Making fun of the headlines today, so you don’t have to
The news, even that about the Red Lobster, doesn’t need to be complicated or confusing; that’s what any new release from Microsoft is for. And, as in the case with anything from Microsoft, to keep the news from worrying our pretty little heads over, remember something new and equally indecipherable will come out soon:
Really all you need to do is follow one simple rule: barely pay attention and jump to conclusions. So, here are some headlines today and my first thoughts:
Red Lobster eyes bankruptcy option after $11M in losses from endless shrimp
It will now be known as ‘Running in the Red, Lobster.’
Donald Trump attacked Jimmy Kimmel for something Al Pacino did
In fairness you can’t hold enough people responsible for the film ‘Cruising.’
Clint Eastwood reflected on where it all started
Let’s just say, it was so long ago that when he made Westerns they were considered contemporary dramas.

Dataset records:
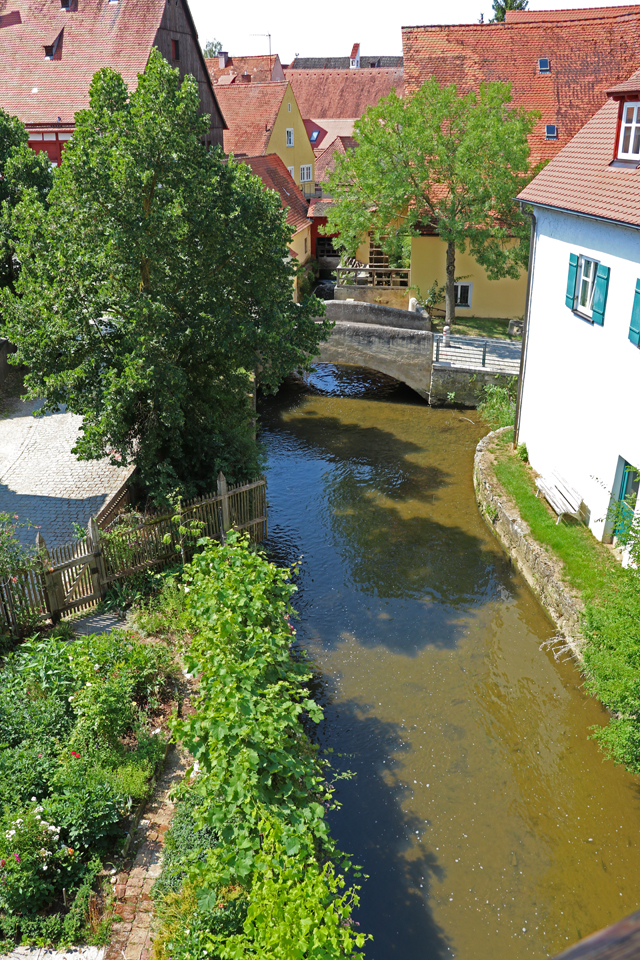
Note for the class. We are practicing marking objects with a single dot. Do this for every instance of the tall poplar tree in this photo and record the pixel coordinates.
(152, 287)
(441, 161)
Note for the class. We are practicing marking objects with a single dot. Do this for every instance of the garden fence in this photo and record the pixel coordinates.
(77, 575)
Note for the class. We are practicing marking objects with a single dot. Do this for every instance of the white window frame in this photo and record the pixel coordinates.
(463, 306)
(585, 285)
(632, 129)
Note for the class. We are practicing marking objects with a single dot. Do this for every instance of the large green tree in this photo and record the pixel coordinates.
(440, 161)
(154, 284)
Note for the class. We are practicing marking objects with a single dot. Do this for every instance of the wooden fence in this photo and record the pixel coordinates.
(76, 576)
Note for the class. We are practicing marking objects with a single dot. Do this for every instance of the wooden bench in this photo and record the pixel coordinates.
(563, 499)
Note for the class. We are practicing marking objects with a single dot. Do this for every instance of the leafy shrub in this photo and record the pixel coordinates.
(261, 789)
(498, 404)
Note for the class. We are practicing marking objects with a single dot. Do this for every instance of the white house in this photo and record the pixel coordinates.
(578, 408)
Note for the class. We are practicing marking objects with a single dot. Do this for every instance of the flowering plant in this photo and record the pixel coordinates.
(34, 864)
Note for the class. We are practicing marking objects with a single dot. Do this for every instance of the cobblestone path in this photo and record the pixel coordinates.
(41, 480)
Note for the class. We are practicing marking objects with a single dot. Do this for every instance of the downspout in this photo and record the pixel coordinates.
(525, 327)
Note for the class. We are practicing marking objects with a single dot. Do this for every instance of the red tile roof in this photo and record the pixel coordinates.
(326, 161)
(261, 69)
(250, 110)
(342, 93)
(96, 34)
(582, 13)
(328, 130)
(587, 56)
(275, 176)
(582, 179)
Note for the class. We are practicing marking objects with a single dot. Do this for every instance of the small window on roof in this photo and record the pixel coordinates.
(629, 146)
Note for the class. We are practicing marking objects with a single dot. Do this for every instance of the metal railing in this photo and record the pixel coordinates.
(373, 276)
(501, 356)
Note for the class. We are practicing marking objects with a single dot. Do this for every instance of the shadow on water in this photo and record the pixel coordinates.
(397, 888)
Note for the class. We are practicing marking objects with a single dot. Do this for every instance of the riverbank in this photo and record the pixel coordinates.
(593, 600)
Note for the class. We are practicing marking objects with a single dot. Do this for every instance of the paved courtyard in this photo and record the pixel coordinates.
(41, 480)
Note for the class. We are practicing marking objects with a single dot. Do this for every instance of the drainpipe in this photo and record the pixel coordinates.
(525, 327)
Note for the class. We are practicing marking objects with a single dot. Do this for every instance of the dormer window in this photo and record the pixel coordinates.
(629, 146)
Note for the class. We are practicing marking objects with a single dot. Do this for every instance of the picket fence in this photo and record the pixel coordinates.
(77, 575)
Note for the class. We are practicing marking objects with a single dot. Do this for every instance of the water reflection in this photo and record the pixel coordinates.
(487, 820)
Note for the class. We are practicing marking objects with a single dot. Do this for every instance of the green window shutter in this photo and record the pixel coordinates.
(571, 280)
(634, 329)
(600, 294)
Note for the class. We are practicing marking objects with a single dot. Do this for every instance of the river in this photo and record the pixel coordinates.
(487, 820)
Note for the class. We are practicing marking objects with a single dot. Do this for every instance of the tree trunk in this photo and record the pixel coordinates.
(450, 295)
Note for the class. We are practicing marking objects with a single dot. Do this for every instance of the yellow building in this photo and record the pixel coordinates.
(263, 118)
(476, 295)
(274, 175)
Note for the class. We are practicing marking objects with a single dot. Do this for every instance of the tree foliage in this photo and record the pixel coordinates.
(500, 8)
(155, 283)
(438, 160)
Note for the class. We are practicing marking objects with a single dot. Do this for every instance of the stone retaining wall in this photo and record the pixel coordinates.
(541, 570)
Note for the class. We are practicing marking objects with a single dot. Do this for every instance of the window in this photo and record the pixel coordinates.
(629, 146)
(587, 287)
(634, 329)
(463, 294)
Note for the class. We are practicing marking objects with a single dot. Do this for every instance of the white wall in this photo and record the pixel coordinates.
(581, 394)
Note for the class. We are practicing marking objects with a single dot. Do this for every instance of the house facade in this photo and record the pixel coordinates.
(581, 354)
(264, 118)
(559, 62)
(51, 49)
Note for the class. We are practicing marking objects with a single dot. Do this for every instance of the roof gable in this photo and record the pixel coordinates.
(587, 56)
(275, 176)
(250, 110)
(342, 93)
(582, 179)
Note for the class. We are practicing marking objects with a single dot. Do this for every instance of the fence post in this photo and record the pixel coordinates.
(50, 580)
(98, 568)
(222, 492)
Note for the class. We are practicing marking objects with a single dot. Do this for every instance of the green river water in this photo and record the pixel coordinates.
(488, 822)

Instructions to follow: According to the headline humor piece, how much did Red Lobster lose from endless shrimp? The listing comes from a separate source.

Solution below: $11M